Required tasks –
a) In the forum post on the GreenGenes classifier, begin at the words "CamilloColleluori · February" and stop after "Kingdom (line 3).". Rewrite that part with "taxonomy table" changed to "classification table".
b) In the forum post on the GreenGenes classifier, which R package was used to import the resulting taxonomy?

Selected extract –
▽

GreenGenes classifier

CamilloColleluori · February 29, 2024, 12:56pm

Hello everyone,

I did some taxonomic classification using the gg-13-8-99-515-806-nb-classifier.qza GreenGenes classifier and then imported the resulting taxonomy in R via the qiime2r package.
While inspecting the taxonomy table I noticed that some of the higher taxonomic levels (e.g. Genus) actually have entries such as Phylum (line 2) or Kingdom (line 3).

This implies that when I try to plot the taxonomy at the Genus level as shown below I can't really compare the different genera.

Do those entries simply mean that the classifier wasn't able to assign a Genus to that sample?
And in that case why would it go all the way back to Kingdom instead of e.g. repeating the closest taxonomic level?
Is there something I'm missing here?

△

Dataset content –
▽

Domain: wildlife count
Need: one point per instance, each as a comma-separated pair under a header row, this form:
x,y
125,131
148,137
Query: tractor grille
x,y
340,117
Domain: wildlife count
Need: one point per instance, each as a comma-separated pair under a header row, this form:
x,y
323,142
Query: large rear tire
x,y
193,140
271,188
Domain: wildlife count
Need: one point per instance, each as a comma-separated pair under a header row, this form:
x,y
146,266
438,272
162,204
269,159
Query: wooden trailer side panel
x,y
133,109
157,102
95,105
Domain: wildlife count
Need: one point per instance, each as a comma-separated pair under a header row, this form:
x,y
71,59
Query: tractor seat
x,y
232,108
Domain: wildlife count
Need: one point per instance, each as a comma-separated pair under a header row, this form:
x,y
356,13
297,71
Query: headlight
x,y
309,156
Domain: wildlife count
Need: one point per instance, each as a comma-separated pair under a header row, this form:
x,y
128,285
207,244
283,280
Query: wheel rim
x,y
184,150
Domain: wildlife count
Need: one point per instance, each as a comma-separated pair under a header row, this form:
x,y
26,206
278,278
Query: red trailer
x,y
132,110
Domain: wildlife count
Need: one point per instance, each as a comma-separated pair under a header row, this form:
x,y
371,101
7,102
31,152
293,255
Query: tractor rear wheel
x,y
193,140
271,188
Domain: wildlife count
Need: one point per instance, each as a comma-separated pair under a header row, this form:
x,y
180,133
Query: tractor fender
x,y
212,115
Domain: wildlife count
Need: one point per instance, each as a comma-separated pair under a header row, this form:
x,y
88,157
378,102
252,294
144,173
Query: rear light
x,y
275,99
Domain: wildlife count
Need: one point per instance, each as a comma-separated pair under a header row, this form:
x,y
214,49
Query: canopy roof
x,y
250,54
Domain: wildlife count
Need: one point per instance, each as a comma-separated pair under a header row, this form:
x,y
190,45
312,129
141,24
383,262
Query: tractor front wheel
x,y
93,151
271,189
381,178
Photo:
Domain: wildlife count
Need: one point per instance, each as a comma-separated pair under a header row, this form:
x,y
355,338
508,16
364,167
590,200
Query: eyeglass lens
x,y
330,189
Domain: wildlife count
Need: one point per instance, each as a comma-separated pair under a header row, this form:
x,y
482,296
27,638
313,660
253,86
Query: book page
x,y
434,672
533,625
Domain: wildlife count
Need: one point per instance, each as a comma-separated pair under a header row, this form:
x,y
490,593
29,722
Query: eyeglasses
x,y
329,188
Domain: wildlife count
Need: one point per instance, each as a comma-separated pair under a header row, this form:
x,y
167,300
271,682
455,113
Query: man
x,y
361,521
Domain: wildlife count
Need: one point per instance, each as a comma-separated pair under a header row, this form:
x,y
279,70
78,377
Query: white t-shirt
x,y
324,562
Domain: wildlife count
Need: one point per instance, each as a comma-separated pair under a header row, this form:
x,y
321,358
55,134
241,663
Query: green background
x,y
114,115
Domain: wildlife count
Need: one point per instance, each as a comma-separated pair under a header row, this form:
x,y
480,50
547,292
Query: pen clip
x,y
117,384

△

Exercise results –
a)
CamilloColleluori · February 29, 2024, 12:56pm

Hello everyone,

I did some taxonomic classification using the gg-13-8-99-515-806-nb-classifier.qza GreenGenes classifier and then imported the resulting taxonomy in R via the qiime2r package.
While inspecting the classification table I noticed that some of the higher taxonomic levels (e.g. Genus) actually have entries such as Phylum (line 2) or Kingdom (line 3).

b) The qiime2r package.